Given exercise A: Which lines of the records contain the word "mark"? Pull out each of them, and treat uppercase and lowercase as different.

Reading passage:

# A demo for reluctant budgies on getting wet



## Stranding (Apr 25, 2016)

Here is Mum blackbird well into the wetting bit in a handy birdbath.


Here she pauses to make sure the technique is being followed correctly


And now watch carefully for the very fast circular splash!
I can do that again if you like?


Dad isn't quite so keen, or so good at it. He would rather be behind a hedge.


Oh dear. But best to do as he's told by the wife...


----------



## aluz (Jul 24, 2011)

Those bathing pics are really funny, maybe they will inspire the most reluctant of budgies to give it a try! 

I have bathing birdies on a daily basis here, especially from my 6 lovebirds. 
The budgies will follow by example when they feel like freshening up, which isn't as often as the lovies. :bml::fischers::sky blue:


----------



## StarlingWings (Mar 15, 2013)

Those are some adorable pictures of Mum Blackbird taking a swim! 

I'm sure her thorough tutorial will help to build the confidence of many a young budgie who is just as uncertain as Daddy Blackbird :laughing: 

That drawing of Dad is just great 

Thank you for sharing, what a great thread!


----------



## FaeryBee (May 9, 2011)

*This is a wonderful thread and I'm sure it will be of great benefit to those budgies who have not yet discovered the joys of a fully experienced bathing session. :laughing2:

Love your drawing of "Dad". :thumbsup:*


----------



## Hollen (Oct 26, 2015)

Perfect tutorial! And I love the drawing-how cute!


----------



## RavensGryf (May 8, 2015)

Cute Ann . Look at the dad haha!


----------

Given exercise B: Reproduce word for word the part of the bird-bathing thread starting with "The budgies will" and going on through "taking a swim!".

Material to process:
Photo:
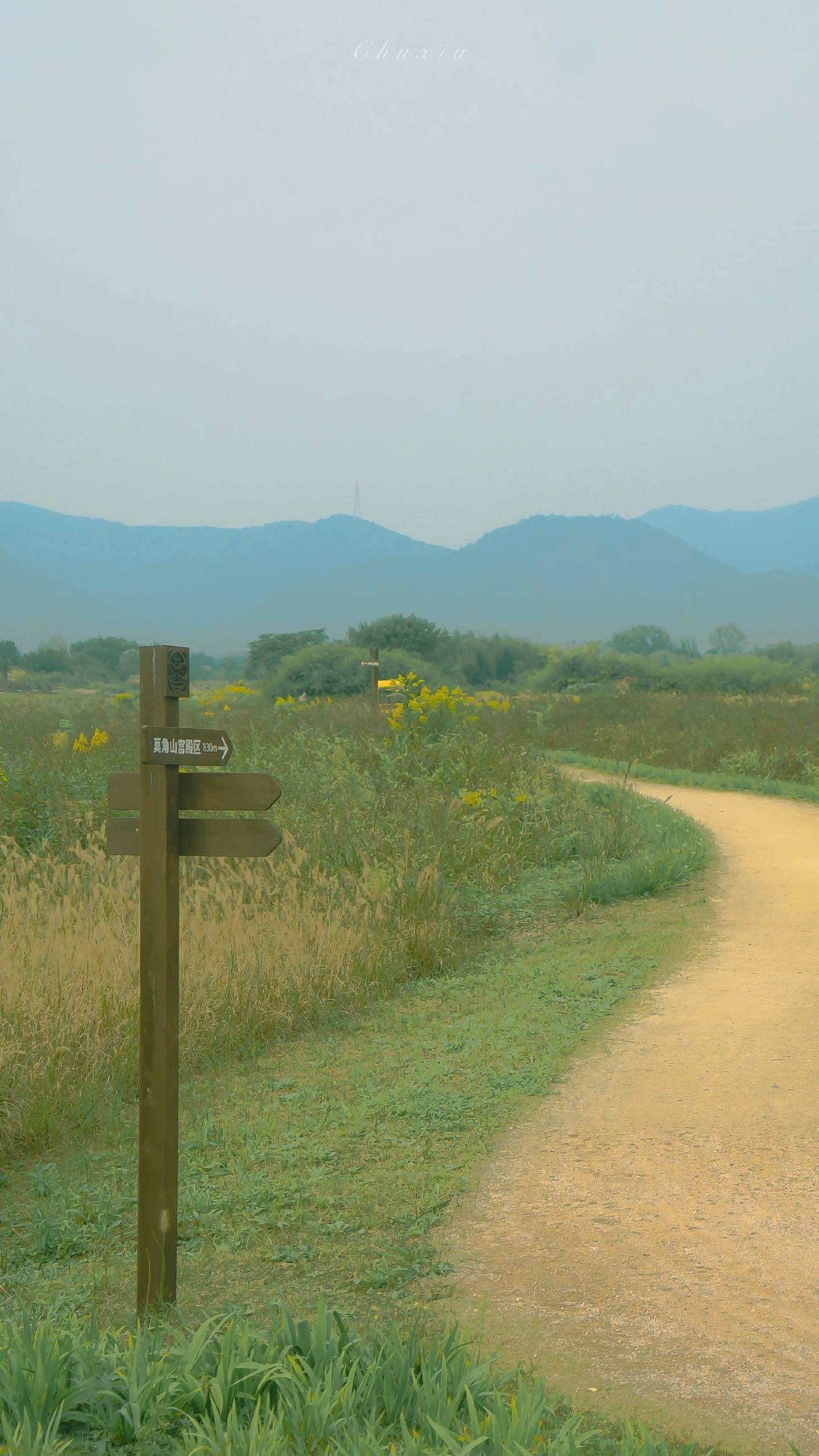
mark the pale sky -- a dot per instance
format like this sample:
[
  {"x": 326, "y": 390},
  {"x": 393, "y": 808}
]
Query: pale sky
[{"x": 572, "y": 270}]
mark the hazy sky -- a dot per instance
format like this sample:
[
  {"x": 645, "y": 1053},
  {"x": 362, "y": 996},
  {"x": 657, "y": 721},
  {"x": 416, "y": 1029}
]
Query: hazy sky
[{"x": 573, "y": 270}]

Reply A:
mark the pale sky -- a dot per instance
mark the hazy sky -- a dot per instance

Reply B:
The budgies will follow by example when they feel like freshening up, which isn't as often as the lovies. :bml::fischers::sky blue:


----------



## StarlingWings (Mar 15, 2013)

Those are some adorable pictures of Mum Blackbird taking a swim!